**DIRECTIVES**.
**1.** In the Chauvin jury article, condense the paragraph beginning "Twelve jurors and two alternates" into a short bulleted list that keeps its main facts.
**2.** Write the next part of the Chauvin jury article, picking up after its final sentence.
[START OF SELECTED TEXT]
In this screen grab from video, defense attorney Eric Nelson, left, defendant and former Minneapolis police officer Derek Chauvin, right, and Nelson's assistant Amy Voss, back, introduce themselves to jurors as Hennepin County Judge Peter Cahill presides over jury selection in the trial of Chauvin Wednesday, March 17, 2021 at the Hennepin County Courthouse in Minneapolis, Minn. Chauvin is charged in the May 25, 2020 death of George Floyd. (Court TV, via AP, Pool)

Fifteen jurors have been selected for the case against Derek Chauvin, a former Minneapolis police officer charged in George Floyd’s death.

Twelve jurors and two alternates will actually hear the evidence, but a 15th person was chosen in case one of the other panelists is unable to serve when opening statements begin March 29. That 15th person will be dismissed at the start of trial if the rest of the jury remains intact. 

Here is a closer look at the panel of six men and nine women (Nine whites, four Blacks, two multiracial). They are identified by juror number only; the judge has ordered their names withheld until after the trial due to the high-profile nature of the case. Their races and approximate ages were provided by the court.

NO. 2

White man, 20s, Chemist

He and his fiancee visited George Floyd Square because Floyd’s arrest was such a “transformative event for that area.” The only juror on the panel who said he has never seen bystander video of Floyd’s arrest. 

NO. 9

Multiracial woman, 20s 

Said she has only watched the bystander video once, and it gave her a “somewhat negative” impression of Chauvin. 

NO. 19

White man, 30s, Auditor 

Supports Black Lives Matter as a general concept but disagrees with some of the ways group members go about things. He has an unfavorable opinion of Blue Lives Matter.
[END OF SELECTED TEXT]
[START OF DATA SECTION]
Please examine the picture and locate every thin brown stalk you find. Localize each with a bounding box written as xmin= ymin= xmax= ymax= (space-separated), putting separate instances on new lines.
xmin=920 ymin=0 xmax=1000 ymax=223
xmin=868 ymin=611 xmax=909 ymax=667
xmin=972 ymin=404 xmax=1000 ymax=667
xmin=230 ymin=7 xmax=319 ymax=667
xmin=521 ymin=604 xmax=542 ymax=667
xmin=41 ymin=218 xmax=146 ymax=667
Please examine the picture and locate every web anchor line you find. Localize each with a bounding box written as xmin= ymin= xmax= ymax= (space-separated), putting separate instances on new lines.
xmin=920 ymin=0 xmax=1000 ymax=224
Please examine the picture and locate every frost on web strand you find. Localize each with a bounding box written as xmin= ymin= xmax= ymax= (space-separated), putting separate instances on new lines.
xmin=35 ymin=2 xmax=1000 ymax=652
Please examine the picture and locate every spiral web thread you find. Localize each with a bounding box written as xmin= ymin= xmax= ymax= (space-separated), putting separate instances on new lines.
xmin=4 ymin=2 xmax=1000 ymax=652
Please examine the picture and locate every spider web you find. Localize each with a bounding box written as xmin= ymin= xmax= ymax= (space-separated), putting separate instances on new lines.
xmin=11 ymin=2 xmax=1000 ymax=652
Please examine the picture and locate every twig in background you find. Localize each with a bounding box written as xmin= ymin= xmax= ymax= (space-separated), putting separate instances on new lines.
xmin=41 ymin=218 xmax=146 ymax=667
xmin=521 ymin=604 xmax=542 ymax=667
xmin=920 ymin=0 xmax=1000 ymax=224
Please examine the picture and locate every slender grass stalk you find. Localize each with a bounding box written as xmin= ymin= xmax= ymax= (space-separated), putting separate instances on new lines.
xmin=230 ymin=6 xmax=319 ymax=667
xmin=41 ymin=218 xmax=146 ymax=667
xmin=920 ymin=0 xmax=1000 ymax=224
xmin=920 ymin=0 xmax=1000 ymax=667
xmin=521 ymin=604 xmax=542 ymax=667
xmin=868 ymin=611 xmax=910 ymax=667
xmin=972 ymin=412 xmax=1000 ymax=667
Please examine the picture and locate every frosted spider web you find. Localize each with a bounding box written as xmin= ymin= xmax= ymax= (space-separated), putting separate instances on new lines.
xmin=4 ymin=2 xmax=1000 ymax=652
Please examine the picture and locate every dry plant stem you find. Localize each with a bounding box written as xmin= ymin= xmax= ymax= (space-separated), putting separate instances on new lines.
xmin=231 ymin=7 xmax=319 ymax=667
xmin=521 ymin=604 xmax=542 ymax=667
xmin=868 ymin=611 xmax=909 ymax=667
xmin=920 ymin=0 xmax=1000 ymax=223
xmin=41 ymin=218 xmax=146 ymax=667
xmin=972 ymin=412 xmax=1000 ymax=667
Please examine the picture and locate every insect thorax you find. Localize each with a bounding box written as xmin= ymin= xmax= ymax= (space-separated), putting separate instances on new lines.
[END OF DATA SECTION]
**RESULTS OF THE EXERCISE**.
**1.**
- Twelve jurors and two alternates will hear the evidence.
- A 15th person was chosen in case another panelist cannot serve when opening statements begin March 29.
- That 15th person will be dismissed at the start of trial if the rest of the jury remains intact.

**2.**
NO. 27

Black man, 30s, IT Manager

Said he had a somewhat negative view of Chauvin, based on clips of bystander video he saw on TV and talked with his wife “about how it could have been me, or anyone else.” 


White woman, 50s, Nonprofit Executive 

She saw only part of the bystander video and said she has empathy for both Floyd and Chauvin. She said she had a somewhat negative view of Chauvin and a neutral opinion of Floyd, saying he was not a model citizen but didn’t “deserve to die.” 


Black man, 30s, Banker 

Neutral opinions on Chauvin and Floyd and says he has not seen the bystander video in its entirety but has seen clips of it two or three times. Has a very favorable view of Black Lives Matter.


White woman, 50s, Executive assistant  

Was “disturbed” by the bystander video and has a somewhat unfavorable view of Chauvin because she feels he could’ve handled the situation differently. She has a basic trust in police officers, and a somewhat unfavorable view of Black Lives Matter.

NO. 79

Black man, 40s, Management 

Said he trusts police, but also feels it’s appropriate for jurors to evaluate an officer’s actions. Teaches his son that when police stop him, he should cooperate because “cooperation is good. … You help everybody.”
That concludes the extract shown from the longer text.